The tasks:
a: In the journal requirements text, what part of a buffer must contain a well-formed journal header for the buffer to count as a well-formed journal section?
b: List every requirement identifier that appears in the journal requirements text.
c: Carry on writing the journal requirements text from its last sentence, in the same numbered-requirement style.

Excerpted text:
※

H32220: A buffer shall only be considered to contain a well-formed journal section if the first 28 bytes of it contain a well-formed journal header.
H32230: A buffer shall only be considered to contain a well-formed journal section if, beginning at byte offset sector-size, it contains a sequence of record-count well-formed journal records. In this case sector-size and record-count are the integer values stored in the sector size and record count fields of the journal section's journal header.
H32240: A buffer shall only be considered to contain a well-formed journal section if it is an integer multiple of sector-size bytes in size, where sector-size is the value stored in the sector size field of the journal section's journal header.
H32250: A journal record found within a valid journal file shall be considered a valid journal record if it is not excluded from this category by requirement H32260, H32270 or H32280.
H32260: A journal record shall only be considered a valid journal record if it and any other journal records that occur before it within the same journal section are well-formed.
H32270: A journal record shall only be considered a valid journal record if the journal section to which it belongs begins with a well-formed journal header.
H32280: A journal record shall only be considered a valid journal record if all journal sections that occur before the journal section containing the journal record are well-formed journal sections.

※

Supplied material:
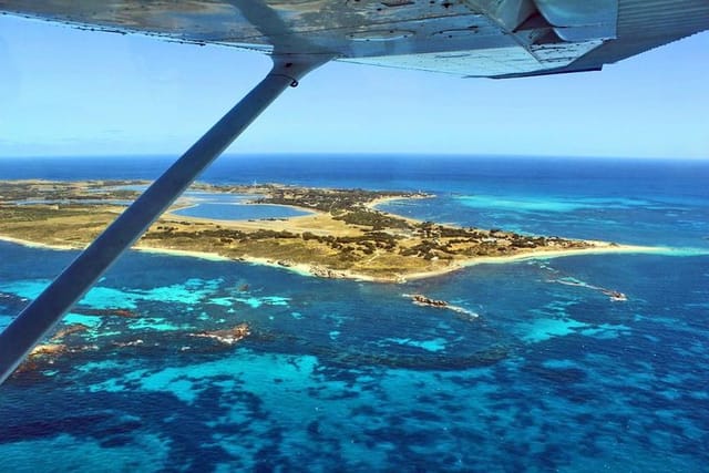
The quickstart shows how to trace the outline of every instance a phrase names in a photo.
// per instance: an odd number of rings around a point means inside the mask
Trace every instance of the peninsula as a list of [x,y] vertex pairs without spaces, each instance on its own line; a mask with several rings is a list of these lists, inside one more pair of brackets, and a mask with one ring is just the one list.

※

Results for each task:
a: The first 28 bytes of the buffer.

b: H32220, H32230, H32240, H32250, H32260, H32270, H32280

c:
H32290: Two database images shall be considered to be equivalent if they (a) have the same page size, (b) contain the same number of pages and (c) the content of each page of the first database image that is not a free-list leaf page is the same as the content of the corresponding page in the second database image.
H32300: If, while writing to an SQLite database file-system representation in order to replace database image A with database image B, a failure that should be handled gracefully occurs, then following recovery the database file-system representation shall contain a database image equivalent to either A or B.
H32320: When using the rollback-journal method to modify the file-system representation of a database image, the database writer shall ensure that before the size of the database file is modified, the first 28 bytes of the journal file contain a stable valid journal header with the page-size and page-count fields set to values corresponding to the original database image.
H32330: When using the rollback-journal method to modify the file-system representation of a database image, the database writer shall ensure that the first 28 bytes of the journal file does not become unstable at any point after the size of the database file is modified until the journal file is invalidated to commit the transaction.
H32340: When using the rollback-journal method to modify the file-system representation of a database image, the database writer shall ensure that before any part of the database file that contained a page of the original database image that was not a free-list leaf page is overwritten or made unstable the journal file contains a valid and stable journal record containing the original page data.
H32350: When using the rollback-journal method to modify the file-system representation of a database image, the database writer shall ensure that after any part of the database file that contained a page of the original database image that was not a free-list leaf page has been overwritten or made unstable the corresponding journal record (see H32340) is not modified or made unstable.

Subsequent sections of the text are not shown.